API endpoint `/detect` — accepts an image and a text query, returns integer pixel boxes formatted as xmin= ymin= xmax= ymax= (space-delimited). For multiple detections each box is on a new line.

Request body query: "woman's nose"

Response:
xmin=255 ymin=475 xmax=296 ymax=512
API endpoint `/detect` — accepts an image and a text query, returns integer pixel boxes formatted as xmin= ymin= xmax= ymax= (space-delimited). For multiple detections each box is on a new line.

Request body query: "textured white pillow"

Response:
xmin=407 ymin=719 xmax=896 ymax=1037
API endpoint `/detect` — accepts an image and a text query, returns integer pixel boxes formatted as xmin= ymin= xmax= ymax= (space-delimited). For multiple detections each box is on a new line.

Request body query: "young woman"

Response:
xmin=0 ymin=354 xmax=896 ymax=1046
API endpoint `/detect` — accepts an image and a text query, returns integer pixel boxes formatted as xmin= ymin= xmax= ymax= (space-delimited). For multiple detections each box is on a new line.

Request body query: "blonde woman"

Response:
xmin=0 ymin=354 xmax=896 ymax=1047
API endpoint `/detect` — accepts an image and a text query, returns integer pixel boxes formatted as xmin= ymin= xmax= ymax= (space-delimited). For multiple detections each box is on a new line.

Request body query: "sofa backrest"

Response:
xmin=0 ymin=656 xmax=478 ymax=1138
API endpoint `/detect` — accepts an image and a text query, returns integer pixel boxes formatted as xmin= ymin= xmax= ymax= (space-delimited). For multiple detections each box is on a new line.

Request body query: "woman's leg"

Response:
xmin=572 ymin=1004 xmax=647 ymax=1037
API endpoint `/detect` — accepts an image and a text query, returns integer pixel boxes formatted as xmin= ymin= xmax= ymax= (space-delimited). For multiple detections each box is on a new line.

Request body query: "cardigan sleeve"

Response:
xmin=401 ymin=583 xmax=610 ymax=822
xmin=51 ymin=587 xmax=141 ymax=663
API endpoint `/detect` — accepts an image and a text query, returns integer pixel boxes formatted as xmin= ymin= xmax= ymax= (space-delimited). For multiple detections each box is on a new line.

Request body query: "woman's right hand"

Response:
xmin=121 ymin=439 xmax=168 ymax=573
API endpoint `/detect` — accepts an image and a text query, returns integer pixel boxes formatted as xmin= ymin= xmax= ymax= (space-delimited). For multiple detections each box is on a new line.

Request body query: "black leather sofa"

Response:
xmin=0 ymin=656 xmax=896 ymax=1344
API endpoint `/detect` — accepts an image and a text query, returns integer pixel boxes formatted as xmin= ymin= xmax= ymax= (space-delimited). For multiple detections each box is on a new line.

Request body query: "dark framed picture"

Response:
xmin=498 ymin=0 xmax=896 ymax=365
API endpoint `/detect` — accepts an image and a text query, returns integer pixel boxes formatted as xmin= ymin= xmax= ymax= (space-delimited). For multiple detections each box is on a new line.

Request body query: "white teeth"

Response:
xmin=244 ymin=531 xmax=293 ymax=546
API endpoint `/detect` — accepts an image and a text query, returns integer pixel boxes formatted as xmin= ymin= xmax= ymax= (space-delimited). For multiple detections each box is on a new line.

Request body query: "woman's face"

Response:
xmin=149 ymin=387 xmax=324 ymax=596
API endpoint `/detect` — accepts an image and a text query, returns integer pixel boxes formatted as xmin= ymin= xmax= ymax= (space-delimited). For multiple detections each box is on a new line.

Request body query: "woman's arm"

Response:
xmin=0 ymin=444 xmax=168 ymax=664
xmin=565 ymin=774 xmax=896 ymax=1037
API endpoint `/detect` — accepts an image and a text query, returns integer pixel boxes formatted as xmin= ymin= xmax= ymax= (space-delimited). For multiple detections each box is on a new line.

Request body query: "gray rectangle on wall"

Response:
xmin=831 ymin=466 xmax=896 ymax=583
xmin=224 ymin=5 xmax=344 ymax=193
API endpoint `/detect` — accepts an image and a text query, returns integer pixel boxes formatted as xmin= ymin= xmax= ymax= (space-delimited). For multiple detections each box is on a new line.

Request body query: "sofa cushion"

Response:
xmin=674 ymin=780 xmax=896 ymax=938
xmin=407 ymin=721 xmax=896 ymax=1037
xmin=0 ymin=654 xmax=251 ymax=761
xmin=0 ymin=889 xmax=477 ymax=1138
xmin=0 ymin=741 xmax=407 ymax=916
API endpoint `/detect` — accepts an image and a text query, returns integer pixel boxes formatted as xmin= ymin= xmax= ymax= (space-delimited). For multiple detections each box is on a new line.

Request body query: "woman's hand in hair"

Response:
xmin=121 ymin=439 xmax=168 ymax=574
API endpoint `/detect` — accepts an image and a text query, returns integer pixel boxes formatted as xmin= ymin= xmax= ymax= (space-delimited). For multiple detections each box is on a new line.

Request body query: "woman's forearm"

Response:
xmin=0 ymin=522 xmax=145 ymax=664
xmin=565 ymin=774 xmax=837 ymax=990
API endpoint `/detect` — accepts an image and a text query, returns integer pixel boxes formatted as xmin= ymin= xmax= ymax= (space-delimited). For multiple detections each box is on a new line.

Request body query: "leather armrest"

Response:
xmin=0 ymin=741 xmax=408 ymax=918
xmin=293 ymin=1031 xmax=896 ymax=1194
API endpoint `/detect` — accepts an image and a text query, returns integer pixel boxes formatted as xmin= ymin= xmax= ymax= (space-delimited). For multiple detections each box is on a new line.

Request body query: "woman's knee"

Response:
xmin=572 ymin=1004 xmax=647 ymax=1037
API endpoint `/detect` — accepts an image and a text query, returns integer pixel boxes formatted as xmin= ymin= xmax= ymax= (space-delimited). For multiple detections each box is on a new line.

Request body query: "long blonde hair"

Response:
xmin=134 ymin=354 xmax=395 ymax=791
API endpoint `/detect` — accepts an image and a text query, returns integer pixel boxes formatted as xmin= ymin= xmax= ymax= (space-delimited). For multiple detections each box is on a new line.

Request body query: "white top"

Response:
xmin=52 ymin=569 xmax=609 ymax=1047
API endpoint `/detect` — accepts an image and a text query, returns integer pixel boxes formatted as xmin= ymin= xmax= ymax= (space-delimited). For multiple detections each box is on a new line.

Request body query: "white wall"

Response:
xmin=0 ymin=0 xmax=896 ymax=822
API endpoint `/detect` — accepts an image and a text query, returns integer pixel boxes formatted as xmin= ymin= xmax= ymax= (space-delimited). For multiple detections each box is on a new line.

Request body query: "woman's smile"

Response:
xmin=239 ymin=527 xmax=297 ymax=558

# [Short exercise]
Convert every line from the start of the items through the line containing "xmin=121 ymin=439 xmax=168 ymax=573", inclusive, into a Markdown table with the columns Row and Line, numbering each row and omitting blank lines.

# [Answer to this problem]
| Row | Line |
|---|---|
| 1 | API endpoint `/detect` — accepts an image and a text query, returns integer pixel boxes formatted as xmin= ymin= xmax= ymax= (space-delimited). For multiple detections each box is on a new line. |
| 2 | Request body query: "woman's nose" |
| 3 | Response: |
| 4 | xmin=255 ymin=475 xmax=296 ymax=512 |
| 5 | API endpoint `/detect` — accepts an image and a text query, returns integer pixel boxes formatted as xmin= ymin= xmax= ymax= (space-delimited). For multiple detections each box is on a new line. |
| 6 | Request body query: "textured white pillow" |
| 7 | Response: |
| 8 | xmin=407 ymin=719 xmax=896 ymax=1037 |
| 9 | API endpoint `/detect` — accepts an image and a text query, returns integer pixel boxes formatted as xmin= ymin= xmax= ymax= (space-delimited). For multiple detections each box is on a new line. |
| 10 | Request body query: "young woman" |
| 11 | Response: |
| 12 | xmin=0 ymin=354 xmax=896 ymax=1046 |
| 13 | API endpoint `/detect` — accepts an image and a text query, returns integer pixel boxes formatted as xmin= ymin= xmax= ymax= (space-delimited). For multiple detections each box is on a new line. |
| 14 | Request body query: "blonde woman" |
| 15 | Response: |
| 16 | xmin=0 ymin=354 xmax=896 ymax=1047 |
| 17 | API endpoint `/detect` — accepts an image and a text query, returns integer pixel boxes formatted as xmin= ymin= xmax= ymax= (space-delimited). For multiple detections each box is on a new line. |
| 18 | Request body query: "sofa backrest" |
| 19 | Response: |
| 20 | xmin=0 ymin=656 xmax=478 ymax=1138 |
| 21 | API endpoint `/detect` — accepts an image and a text query, returns integer pixel boxes formatted as xmin= ymin= xmax= ymax= (space-delimited). For multiple detections each box is on a new line. |
| 22 | Request body query: "woman's leg" |
| 23 | Response: |
| 24 | xmin=572 ymin=1004 xmax=647 ymax=1037 |
| 25 | API endpoint `/detect` — accepts an image and a text query, returns integer pixel boxes formatted as xmin= ymin= xmax= ymax= (space-delimited). For multiple detections each box is on a new line. |
| 26 | Request body query: "cardigan sleeve" |
| 27 | Response: |
| 28 | xmin=401 ymin=583 xmax=610 ymax=822 |
| 29 | xmin=51 ymin=587 xmax=141 ymax=663 |
| 30 | API endpoint `/detect` — accepts an image and a text query, returns integer pixel boxes formatted as xmin= ymin= xmax= ymax= (space-delimited). For multiple detections each box is on a new line. |
| 31 | Request body query: "woman's right hand" |
| 32 | Response: |
| 33 | xmin=121 ymin=439 xmax=168 ymax=573 |